Entries from a point annotation set:
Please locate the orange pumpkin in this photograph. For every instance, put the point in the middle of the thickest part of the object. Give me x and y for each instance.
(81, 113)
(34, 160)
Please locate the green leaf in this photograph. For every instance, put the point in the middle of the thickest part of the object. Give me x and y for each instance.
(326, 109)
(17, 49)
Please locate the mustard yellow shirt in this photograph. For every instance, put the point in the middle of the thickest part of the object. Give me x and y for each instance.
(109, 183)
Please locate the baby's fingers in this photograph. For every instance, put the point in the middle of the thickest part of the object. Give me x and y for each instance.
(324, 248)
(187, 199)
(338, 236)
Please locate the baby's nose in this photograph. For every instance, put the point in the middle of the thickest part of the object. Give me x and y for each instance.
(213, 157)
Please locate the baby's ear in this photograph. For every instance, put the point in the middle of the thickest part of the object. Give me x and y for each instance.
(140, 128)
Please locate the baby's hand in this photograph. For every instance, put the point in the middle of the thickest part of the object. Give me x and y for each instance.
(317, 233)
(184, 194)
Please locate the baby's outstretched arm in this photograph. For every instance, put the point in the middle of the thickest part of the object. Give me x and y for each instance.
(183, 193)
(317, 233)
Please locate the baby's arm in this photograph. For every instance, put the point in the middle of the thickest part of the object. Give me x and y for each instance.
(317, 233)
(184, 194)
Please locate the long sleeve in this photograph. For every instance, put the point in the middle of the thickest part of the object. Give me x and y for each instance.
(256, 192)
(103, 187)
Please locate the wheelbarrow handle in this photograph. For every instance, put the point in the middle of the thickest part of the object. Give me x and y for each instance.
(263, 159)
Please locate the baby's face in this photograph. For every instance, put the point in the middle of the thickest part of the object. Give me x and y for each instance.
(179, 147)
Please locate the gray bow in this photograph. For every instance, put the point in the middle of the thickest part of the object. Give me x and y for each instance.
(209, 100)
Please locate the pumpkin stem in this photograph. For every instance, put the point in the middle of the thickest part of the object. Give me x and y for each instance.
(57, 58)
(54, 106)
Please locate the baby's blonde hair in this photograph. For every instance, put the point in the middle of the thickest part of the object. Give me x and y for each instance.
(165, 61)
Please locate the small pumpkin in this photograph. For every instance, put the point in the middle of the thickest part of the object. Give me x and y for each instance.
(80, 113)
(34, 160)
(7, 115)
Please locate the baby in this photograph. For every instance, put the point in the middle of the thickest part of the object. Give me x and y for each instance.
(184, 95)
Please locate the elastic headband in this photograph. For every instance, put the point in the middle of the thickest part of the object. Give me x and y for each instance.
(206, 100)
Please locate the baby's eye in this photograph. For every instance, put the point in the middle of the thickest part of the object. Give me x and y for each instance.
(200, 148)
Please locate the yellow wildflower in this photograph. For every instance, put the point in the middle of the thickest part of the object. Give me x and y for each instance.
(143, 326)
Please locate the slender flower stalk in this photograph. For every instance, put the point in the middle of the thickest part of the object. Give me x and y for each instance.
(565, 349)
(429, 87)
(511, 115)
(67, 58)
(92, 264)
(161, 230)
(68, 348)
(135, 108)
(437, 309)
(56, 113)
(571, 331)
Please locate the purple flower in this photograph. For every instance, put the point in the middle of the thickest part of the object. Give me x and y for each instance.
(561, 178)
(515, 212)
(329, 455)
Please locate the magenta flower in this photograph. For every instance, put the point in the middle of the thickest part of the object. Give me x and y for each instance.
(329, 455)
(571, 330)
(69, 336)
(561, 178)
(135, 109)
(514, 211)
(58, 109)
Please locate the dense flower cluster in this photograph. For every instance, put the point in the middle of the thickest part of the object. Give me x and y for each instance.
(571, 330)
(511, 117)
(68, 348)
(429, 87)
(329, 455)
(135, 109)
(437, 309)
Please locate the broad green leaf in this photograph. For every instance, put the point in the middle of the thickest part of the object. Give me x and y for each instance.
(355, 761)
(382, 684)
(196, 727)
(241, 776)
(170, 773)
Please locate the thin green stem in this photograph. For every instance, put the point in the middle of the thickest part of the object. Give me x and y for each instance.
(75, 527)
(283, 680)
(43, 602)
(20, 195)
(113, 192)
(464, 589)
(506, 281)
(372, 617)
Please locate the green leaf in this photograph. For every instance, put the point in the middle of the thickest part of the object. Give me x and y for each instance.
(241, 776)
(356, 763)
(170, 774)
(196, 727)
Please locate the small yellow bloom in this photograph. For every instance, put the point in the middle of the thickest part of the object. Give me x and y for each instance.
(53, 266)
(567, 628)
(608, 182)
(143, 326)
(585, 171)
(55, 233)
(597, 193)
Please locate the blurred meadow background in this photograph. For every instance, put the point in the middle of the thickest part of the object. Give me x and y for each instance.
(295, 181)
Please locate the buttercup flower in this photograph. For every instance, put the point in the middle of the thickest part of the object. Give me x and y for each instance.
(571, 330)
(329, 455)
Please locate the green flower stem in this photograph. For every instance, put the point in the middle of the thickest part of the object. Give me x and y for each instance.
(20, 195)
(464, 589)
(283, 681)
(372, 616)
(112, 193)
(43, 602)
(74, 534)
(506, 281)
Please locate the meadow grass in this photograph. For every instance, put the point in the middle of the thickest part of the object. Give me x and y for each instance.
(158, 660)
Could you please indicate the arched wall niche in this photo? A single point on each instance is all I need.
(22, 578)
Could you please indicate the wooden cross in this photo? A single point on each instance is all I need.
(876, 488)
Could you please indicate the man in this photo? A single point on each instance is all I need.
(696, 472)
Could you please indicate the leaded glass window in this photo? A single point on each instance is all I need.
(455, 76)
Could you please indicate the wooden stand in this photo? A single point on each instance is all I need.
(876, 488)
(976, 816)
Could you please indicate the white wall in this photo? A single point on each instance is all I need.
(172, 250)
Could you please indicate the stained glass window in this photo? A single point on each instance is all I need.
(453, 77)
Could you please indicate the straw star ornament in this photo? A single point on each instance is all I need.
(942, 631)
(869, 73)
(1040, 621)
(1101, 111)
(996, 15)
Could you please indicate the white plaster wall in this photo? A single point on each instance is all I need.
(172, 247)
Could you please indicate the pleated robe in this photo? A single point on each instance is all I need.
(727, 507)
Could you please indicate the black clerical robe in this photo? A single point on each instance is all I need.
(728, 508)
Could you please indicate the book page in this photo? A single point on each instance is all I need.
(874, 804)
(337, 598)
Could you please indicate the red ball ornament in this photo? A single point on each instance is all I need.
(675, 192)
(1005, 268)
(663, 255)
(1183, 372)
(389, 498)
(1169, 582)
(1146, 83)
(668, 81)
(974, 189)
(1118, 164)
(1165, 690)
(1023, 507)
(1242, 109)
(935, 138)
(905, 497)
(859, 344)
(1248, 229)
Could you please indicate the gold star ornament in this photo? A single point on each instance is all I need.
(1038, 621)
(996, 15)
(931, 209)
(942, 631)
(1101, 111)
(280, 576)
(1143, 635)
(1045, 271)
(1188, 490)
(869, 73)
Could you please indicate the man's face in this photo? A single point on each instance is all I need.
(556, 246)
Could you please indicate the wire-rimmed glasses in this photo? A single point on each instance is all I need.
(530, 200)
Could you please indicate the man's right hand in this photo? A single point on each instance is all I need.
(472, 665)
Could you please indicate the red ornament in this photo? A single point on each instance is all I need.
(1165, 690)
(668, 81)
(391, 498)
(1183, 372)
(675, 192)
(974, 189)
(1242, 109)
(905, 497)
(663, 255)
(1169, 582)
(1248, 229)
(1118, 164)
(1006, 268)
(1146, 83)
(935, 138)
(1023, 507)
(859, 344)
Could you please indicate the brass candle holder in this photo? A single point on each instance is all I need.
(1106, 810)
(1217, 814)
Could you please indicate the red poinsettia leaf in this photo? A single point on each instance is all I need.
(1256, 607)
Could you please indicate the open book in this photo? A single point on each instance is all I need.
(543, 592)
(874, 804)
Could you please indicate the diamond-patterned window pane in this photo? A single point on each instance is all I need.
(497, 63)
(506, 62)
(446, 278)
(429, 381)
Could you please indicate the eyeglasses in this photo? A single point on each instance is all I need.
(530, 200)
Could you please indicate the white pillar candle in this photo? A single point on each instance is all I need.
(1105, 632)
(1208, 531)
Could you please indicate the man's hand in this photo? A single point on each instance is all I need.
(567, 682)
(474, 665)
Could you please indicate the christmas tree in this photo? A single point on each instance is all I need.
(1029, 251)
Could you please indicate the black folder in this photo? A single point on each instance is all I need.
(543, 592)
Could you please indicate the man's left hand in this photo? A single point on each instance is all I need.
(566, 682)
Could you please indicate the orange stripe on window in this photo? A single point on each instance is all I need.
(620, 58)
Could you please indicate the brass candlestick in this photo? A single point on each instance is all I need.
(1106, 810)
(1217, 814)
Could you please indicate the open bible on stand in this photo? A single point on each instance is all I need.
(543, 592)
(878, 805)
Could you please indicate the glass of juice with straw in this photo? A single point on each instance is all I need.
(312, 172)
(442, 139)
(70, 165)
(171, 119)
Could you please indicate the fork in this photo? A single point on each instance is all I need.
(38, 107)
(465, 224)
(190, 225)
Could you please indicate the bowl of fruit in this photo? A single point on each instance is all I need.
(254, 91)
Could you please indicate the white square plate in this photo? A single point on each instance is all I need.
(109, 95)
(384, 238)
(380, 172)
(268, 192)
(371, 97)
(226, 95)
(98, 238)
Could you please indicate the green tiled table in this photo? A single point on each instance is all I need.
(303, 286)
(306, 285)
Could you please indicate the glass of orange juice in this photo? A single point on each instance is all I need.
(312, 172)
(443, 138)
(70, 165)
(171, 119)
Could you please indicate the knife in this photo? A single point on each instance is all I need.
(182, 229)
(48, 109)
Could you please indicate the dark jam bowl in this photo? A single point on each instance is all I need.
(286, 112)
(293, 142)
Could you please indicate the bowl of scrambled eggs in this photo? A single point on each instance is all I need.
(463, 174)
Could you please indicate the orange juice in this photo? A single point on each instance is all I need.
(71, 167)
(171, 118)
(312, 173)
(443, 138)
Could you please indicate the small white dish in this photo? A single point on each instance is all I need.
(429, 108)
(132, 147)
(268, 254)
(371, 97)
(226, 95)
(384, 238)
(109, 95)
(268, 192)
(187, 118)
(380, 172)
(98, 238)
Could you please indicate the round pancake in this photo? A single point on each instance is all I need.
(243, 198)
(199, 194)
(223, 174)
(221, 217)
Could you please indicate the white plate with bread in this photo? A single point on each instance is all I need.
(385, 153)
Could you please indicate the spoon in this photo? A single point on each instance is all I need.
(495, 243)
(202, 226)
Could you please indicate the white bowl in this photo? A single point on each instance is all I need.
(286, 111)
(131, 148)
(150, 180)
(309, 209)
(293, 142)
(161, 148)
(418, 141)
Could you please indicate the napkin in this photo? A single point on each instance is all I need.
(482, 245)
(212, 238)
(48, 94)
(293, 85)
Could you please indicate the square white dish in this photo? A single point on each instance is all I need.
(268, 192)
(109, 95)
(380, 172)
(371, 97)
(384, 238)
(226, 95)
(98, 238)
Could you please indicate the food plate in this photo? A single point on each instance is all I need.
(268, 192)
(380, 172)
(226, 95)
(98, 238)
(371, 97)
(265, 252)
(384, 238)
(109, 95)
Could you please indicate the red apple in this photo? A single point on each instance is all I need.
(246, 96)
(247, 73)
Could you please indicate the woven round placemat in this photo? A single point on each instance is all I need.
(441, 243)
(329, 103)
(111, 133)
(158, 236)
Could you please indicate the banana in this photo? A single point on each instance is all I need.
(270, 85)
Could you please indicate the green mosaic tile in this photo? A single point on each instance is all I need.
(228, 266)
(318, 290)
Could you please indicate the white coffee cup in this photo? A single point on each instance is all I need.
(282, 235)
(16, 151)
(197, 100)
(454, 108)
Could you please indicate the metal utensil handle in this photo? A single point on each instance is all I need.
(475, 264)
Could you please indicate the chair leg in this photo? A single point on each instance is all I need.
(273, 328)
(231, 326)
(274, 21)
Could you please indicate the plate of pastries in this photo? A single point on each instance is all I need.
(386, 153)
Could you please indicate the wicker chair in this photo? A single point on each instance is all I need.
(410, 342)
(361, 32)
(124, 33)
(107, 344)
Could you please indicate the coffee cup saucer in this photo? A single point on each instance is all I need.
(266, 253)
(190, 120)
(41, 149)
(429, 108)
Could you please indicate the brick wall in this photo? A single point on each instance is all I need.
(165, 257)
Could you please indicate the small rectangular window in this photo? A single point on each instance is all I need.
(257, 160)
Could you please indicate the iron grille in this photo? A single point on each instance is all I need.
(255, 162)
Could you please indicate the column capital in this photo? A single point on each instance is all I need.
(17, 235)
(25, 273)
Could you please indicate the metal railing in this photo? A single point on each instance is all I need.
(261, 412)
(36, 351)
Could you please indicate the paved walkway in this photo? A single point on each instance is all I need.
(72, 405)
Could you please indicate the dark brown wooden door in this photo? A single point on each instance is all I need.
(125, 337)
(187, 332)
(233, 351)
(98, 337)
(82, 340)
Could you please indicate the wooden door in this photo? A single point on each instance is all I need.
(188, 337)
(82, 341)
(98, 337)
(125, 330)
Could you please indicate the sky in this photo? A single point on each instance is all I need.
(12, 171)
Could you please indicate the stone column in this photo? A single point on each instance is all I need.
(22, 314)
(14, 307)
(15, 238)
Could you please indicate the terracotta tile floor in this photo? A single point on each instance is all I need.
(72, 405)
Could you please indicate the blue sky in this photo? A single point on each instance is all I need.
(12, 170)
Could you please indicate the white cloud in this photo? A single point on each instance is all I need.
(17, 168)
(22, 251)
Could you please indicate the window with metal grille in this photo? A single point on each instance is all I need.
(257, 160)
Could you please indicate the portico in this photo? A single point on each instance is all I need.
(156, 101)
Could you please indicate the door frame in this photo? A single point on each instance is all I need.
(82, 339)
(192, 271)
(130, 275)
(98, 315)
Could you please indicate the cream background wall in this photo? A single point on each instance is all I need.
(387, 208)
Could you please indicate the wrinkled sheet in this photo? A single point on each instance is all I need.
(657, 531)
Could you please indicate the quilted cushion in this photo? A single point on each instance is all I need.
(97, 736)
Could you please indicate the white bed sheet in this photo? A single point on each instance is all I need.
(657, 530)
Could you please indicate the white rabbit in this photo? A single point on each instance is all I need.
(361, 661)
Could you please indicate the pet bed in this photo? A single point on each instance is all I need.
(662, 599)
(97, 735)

Task prompt - Lines from the one containing "Could you please indicate the paved" through the final line are to be given again verbatim, with nothing before or after.

Solution -
Could you please indicate the paved walkway in this photo? A single point on each instance is all I need.
(72, 405)
Could you please indicate the dark brown wooden door in this photo? A single point on each instance is all I need.
(125, 337)
(187, 332)
(233, 351)
(98, 337)
(82, 340)
Could you please indicate the wooden door in this photo? A single point on each instance is all I need.
(188, 337)
(82, 341)
(98, 337)
(125, 330)
Could you please indicate the sky in this photo? A single point on each instance is all I need.
(12, 171)
Could you please indicate the stone column in this photo? A single point on each instance is all I need.
(22, 314)
(14, 307)
(15, 238)
Could you please indicate the terracotta tile floor in this photo? A single point on each instance is all I need.
(72, 405)
Could you please indicate the blue sky in this photo? A single point on each instance is all I need.
(12, 170)
Could you please indicate the white cloud in this photo? A single point on each instance is all I need.
(17, 168)
(22, 251)
Could you please indicate the window with metal grille in this photo? A single point on each instance is all I need.
(257, 160)
Could you please indicate the portico in this photo? A single point on each instance is all I need.
(156, 101)
Could you please indicate the door frame in this photo? A single point on each instance is all I need.
(82, 339)
(192, 271)
(130, 275)
(98, 315)
Could you please indicate the cream background wall in this photo? A single point on each instance is all I need.
(387, 208)
Could you please indicate the wrinkled sheet in this photo? A single point on each instance is all I need.
(657, 531)
Could you please indicate the quilted cushion in this photo? A single point on each instance is all I need.
(97, 736)
Could you please indicate the white bed sheet in this photo? A single point on each instance is all I need.
(657, 530)
Could you please indicate the white rabbit in this photo? A single point on each instance is all I need.
(361, 661)
Could you please indicate the pet bed in this photo? A single point on each instance is all I need.
(662, 599)
(97, 735)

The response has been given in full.